Annotated photo localization data:
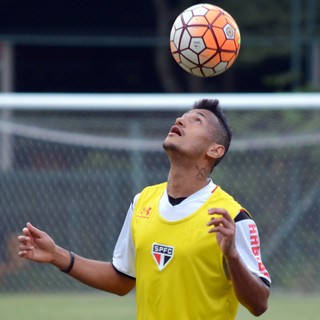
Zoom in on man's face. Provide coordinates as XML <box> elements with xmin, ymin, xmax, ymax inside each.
<box><xmin>163</xmin><ymin>109</ymin><xmax>220</xmax><ymax>158</ymax></box>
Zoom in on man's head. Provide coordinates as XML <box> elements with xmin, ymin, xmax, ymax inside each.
<box><xmin>192</xmin><ymin>99</ymin><xmax>232</xmax><ymax>168</ymax></box>
<box><xmin>163</xmin><ymin>99</ymin><xmax>232</xmax><ymax>171</ymax></box>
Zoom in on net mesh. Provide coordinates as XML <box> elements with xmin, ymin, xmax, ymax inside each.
<box><xmin>1</xmin><ymin>98</ymin><xmax>319</xmax><ymax>292</ymax></box>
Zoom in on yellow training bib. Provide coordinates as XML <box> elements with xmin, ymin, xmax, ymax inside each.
<box><xmin>132</xmin><ymin>182</ymin><xmax>243</xmax><ymax>320</ymax></box>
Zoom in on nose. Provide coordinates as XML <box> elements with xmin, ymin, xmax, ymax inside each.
<box><xmin>175</xmin><ymin>115</ymin><xmax>185</xmax><ymax>127</ymax></box>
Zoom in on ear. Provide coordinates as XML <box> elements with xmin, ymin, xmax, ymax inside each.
<box><xmin>206</xmin><ymin>143</ymin><xmax>225</xmax><ymax>160</ymax></box>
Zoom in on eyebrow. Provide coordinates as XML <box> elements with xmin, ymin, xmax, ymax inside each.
<box><xmin>187</xmin><ymin>110</ymin><xmax>208</xmax><ymax>118</ymax></box>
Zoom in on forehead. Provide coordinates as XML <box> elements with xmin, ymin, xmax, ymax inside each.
<box><xmin>185</xmin><ymin>109</ymin><xmax>218</xmax><ymax>123</ymax></box>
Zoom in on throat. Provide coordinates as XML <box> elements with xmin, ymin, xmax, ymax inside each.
<box><xmin>168</xmin><ymin>195</ymin><xmax>187</xmax><ymax>206</ymax></box>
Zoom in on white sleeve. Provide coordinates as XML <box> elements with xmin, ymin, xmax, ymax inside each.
<box><xmin>235</xmin><ymin>219</ymin><xmax>271</xmax><ymax>285</ymax></box>
<box><xmin>112</xmin><ymin>194</ymin><xmax>140</xmax><ymax>278</ymax></box>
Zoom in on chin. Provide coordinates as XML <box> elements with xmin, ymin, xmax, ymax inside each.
<box><xmin>162</xmin><ymin>141</ymin><xmax>180</xmax><ymax>152</ymax></box>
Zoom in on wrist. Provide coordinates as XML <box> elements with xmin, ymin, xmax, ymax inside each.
<box><xmin>51</xmin><ymin>246</ymin><xmax>74</xmax><ymax>272</ymax></box>
<box><xmin>60</xmin><ymin>251</ymin><xmax>75</xmax><ymax>273</ymax></box>
<box><xmin>224</xmin><ymin>248</ymin><xmax>240</xmax><ymax>261</ymax></box>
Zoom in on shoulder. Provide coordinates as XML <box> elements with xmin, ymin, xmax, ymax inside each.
<box><xmin>136</xmin><ymin>182</ymin><xmax>167</xmax><ymax>202</ymax></box>
<box><xmin>131</xmin><ymin>182</ymin><xmax>167</xmax><ymax>211</ymax></box>
<box><xmin>235</xmin><ymin>210</ymin><xmax>252</xmax><ymax>222</ymax></box>
<box><xmin>211</xmin><ymin>186</ymin><xmax>246</xmax><ymax>219</ymax></box>
<box><xmin>140</xmin><ymin>182</ymin><xmax>167</xmax><ymax>194</ymax></box>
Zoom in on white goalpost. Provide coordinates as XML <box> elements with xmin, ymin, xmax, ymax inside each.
<box><xmin>0</xmin><ymin>92</ymin><xmax>319</xmax><ymax>110</ymax></box>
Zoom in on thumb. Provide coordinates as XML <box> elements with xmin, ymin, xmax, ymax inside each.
<box><xmin>26</xmin><ymin>222</ymin><xmax>44</xmax><ymax>238</ymax></box>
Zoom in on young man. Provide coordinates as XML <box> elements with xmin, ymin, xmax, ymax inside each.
<box><xmin>18</xmin><ymin>99</ymin><xmax>270</xmax><ymax>319</ymax></box>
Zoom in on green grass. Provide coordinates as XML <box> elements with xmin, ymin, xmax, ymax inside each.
<box><xmin>0</xmin><ymin>291</ymin><xmax>319</xmax><ymax>319</ymax></box>
<box><xmin>237</xmin><ymin>291</ymin><xmax>319</xmax><ymax>319</ymax></box>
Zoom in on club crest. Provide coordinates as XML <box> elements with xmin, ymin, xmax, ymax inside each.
<box><xmin>152</xmin><ymin>243</ymin><xmax>174</xmax><ymax>271</ymax></box>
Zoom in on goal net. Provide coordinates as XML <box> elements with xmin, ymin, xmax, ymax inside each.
<box><xmin>1</xmin><ymin>93</ymin><xmax>319</xmax><ymax>292</ymax></box>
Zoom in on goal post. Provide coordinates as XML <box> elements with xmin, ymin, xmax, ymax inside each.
<box><xmin>0</xmin><ymin>92</ymin><xmax>319</xmax><ymax>110</ymax></box>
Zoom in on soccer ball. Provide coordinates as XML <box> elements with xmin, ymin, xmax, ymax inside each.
<box><xmin>170</xmin><ymin>3</ymin><xmax>241</xmax><ymax>77</ymax></box>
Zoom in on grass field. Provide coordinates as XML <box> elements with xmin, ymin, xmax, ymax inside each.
<box><xmin>0</xmin><ymin>291</ymin><xmax>318</xmax><ymax>319</ymax></box>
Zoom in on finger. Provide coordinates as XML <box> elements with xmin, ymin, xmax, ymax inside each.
<box><xmin>208</xmin><ymin>208</ymin><xmax>228</xmax><ymax>215</ymax></box>
<box><xmin>208</xmin><ymin>208</ymin><xmax>233</xmax><ymax>223</ymax></box>
<box><xmin>26</xmin><ymin>222</ymin><xmax>44</xmax><ymax>238</ymax></box>
<box><xmin>17</xmin><ymin>235</ymin><xmax>31</xmax><ymax>244</ymax></box>
<box><xmin>18</xmin><ymin>250</ymin><xmax>32</xmax><ymax>258</ymax></box>
<box><xmin>207</xmin><ymin>218</ymin><xmax>235</xmax><ymax>235</ymax></box>
<box><xmin>207</xmin><ymin>217</ymin><xmax>233</xmax><ymax>228</ymax></box>
<box><xmin>18</xmin><ymin>251</ymin><xmax>27</xmax><ymax>257</ymax></box>
<box><xmin>22</xmin><ymin>227</ymin><xmax>31</xmax><ymax>237</ymax></box>
<box><xmin>208</xmin><ymin>225</ymin><xmax>234</xmax><ymax>234</ymax></box>
<box><xmin>207</xmin><ymin>217</ymin><xmax>224</xmax><ymax>225</ymax></box>
<box><xmin>18</xmin><ymin>244</ymin><xmax>34</xmax><ymax>251</ymax></box>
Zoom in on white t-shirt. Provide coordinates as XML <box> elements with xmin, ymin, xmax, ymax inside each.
<box><xmin>113</xmin><ymin>181</ymin><xmax>271</xmax><ymax>285</ymax></box>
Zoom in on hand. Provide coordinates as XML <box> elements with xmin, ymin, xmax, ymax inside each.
<box><xmin>18</xmin><ymin>222</ymin><xmax>56</xmax><ymax>263</ymax></box>
<box><xmin>207</xmin><ymin>208</ymin><xmax>238</xmax><ymax>259</ymax></box>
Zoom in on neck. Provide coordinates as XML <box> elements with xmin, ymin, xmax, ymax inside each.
<box><xmin>166</xmin><ymin>164</ymin><xmax>211</xmax><ymax>198</ymax></box>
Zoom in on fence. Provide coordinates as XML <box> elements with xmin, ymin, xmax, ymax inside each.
<box><xmin>0</xmin><ymin>93</ymin><xmax>319</xmax><ymax>292</ymax></box>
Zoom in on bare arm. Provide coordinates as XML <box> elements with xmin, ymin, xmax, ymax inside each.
<box><xmin>18</xmin><ymin>222</ymin><xmax>135</xmax><ymax>296</ymax></box>
<box><xmin>223</xmin><ymin>252</ymin><xmax>269</xmax><ymax>316</ymax></box>
<box><xmin>207</xmin><ymin>208</ymin><xmax>269</xmax><ymax>316</ymax></box>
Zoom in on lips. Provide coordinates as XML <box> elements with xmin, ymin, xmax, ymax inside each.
<box><xmin>169</xmin><ymin>125</ymin><xmax>182</xmax><ymax>136</ymax></box>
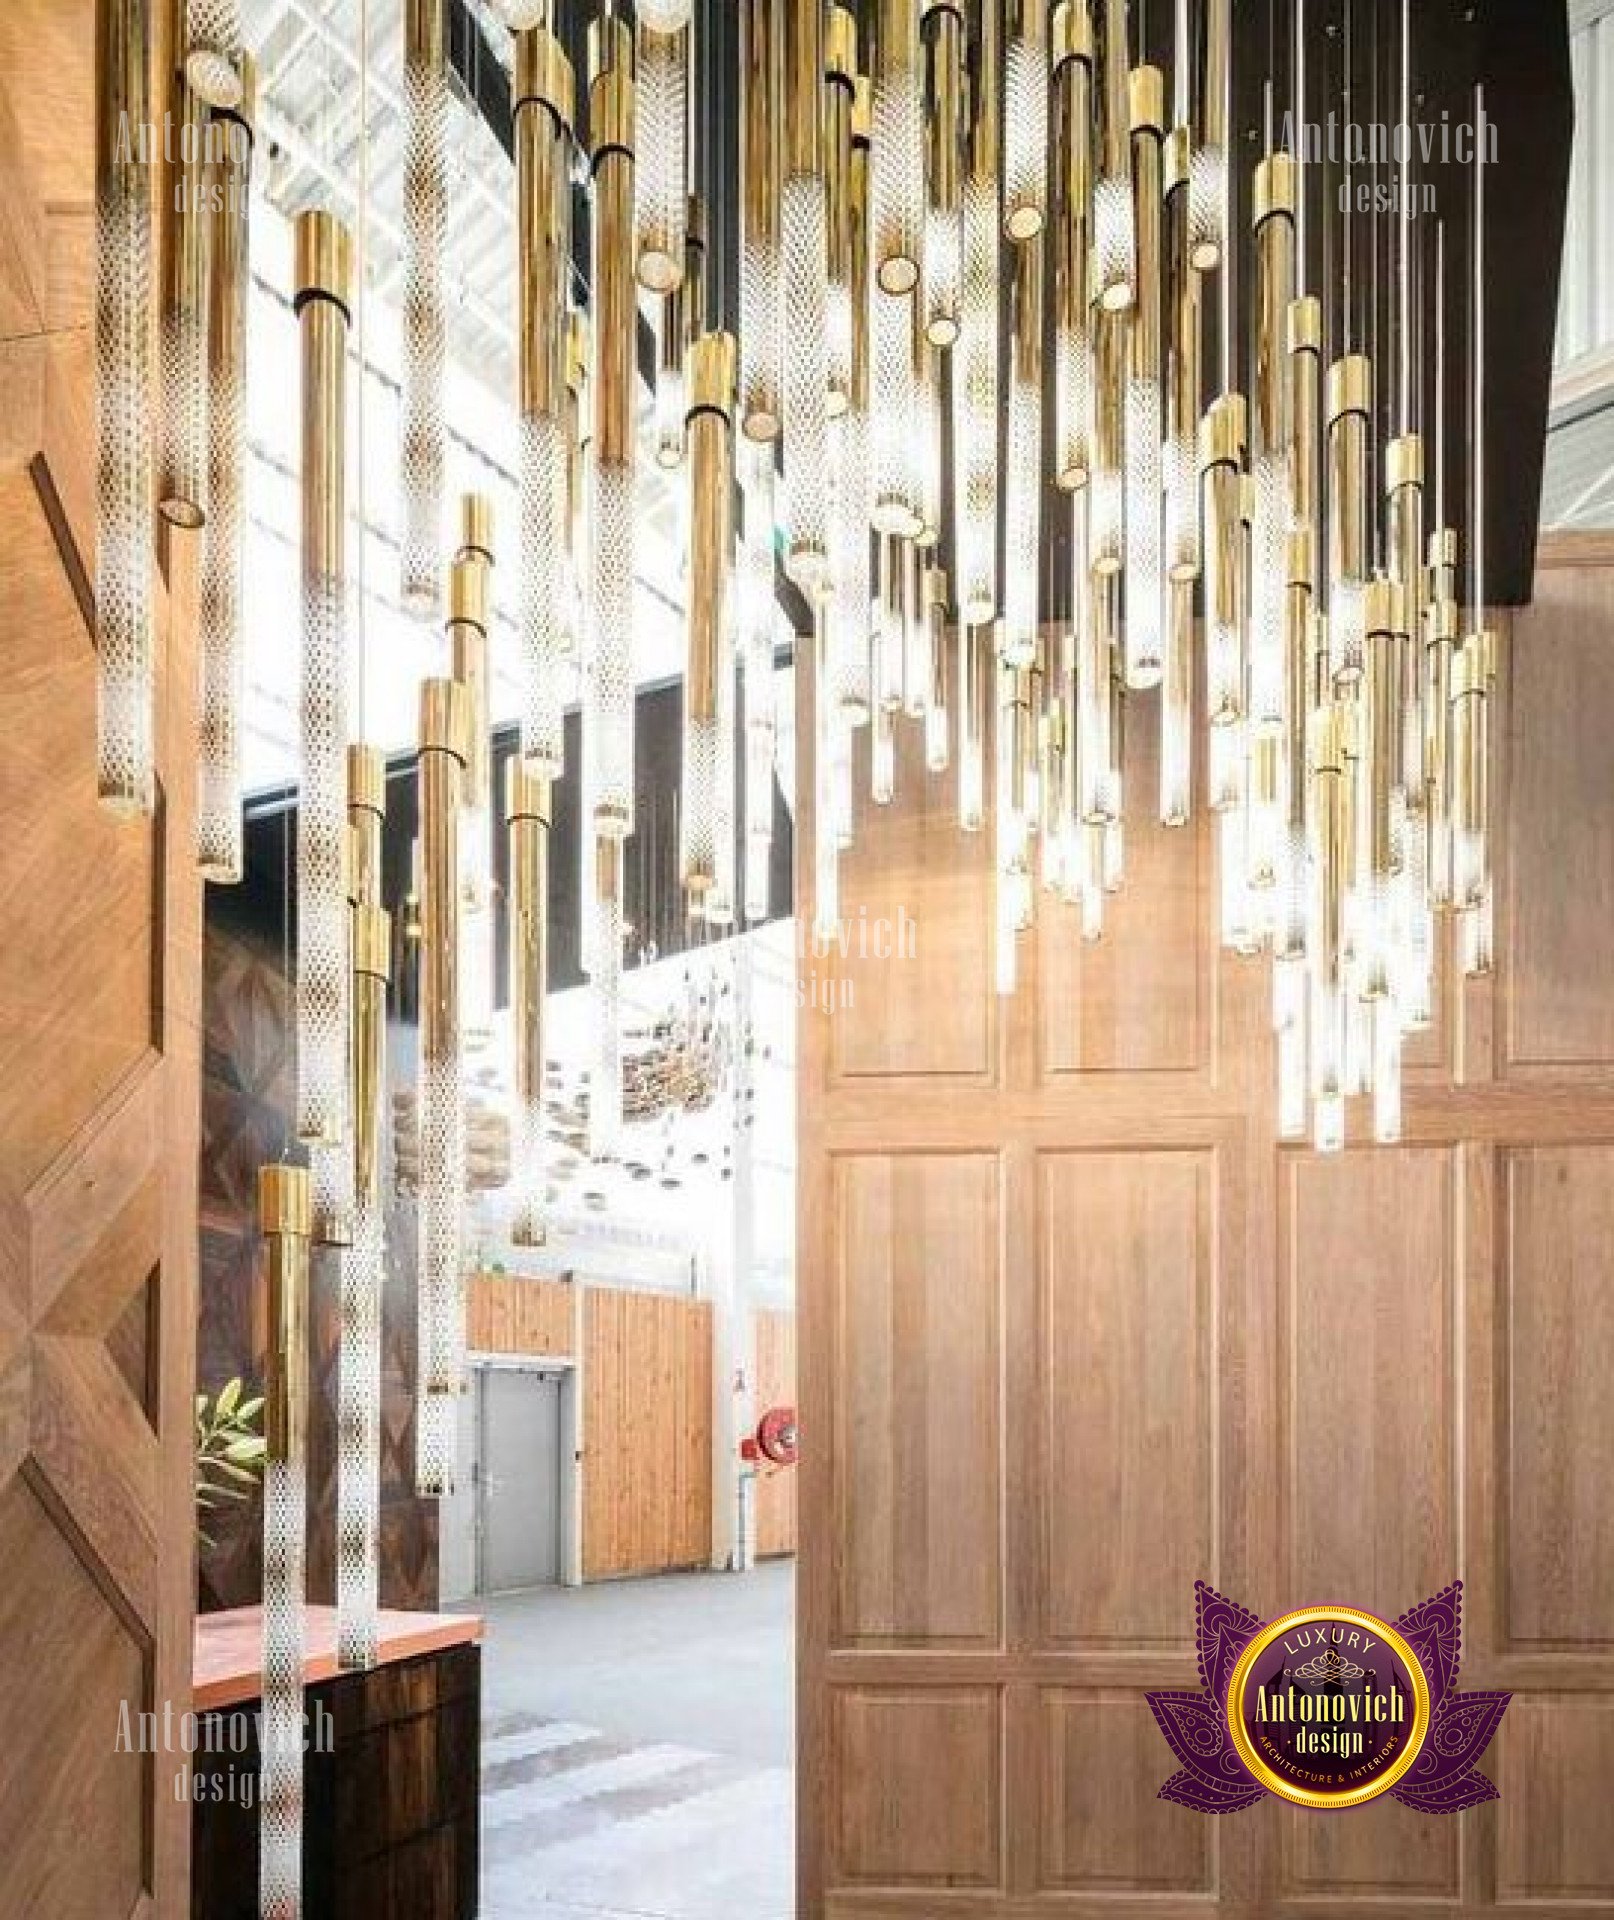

EXERCISE DIRECTIONS: Output, exactly and without pictures, the span of lines that starts at the line containing "Zoom in on bare" and ends at the last line above.

OUTPUT OF THE EXERCISE:
Zoom in on bare arm. Provide coordinates as XML <box> elements with xmin, ymin, xmax, ymax inside each.
<box><xmin>18</xmin><ymin>222</ymin><xmax>135</xmax><ymax>296</ymax></box>
<box><xmin>223</xmin><ymin>252</ymin><xmax>269</xmax><ymax>316</ymax></box>
<box><xmin>207</xmin><ymin>208</ymin><xmax>269</xmax><ymax>316</ymax></box>
Zoom in on lips. Provide coordinates as XML <box> elements with xmin, ymin, xmax, ymax inside each.
<box><xmin>169</xmin><ymin>125</ymin><xmax>182</xmax><ymax>136</ymax></box>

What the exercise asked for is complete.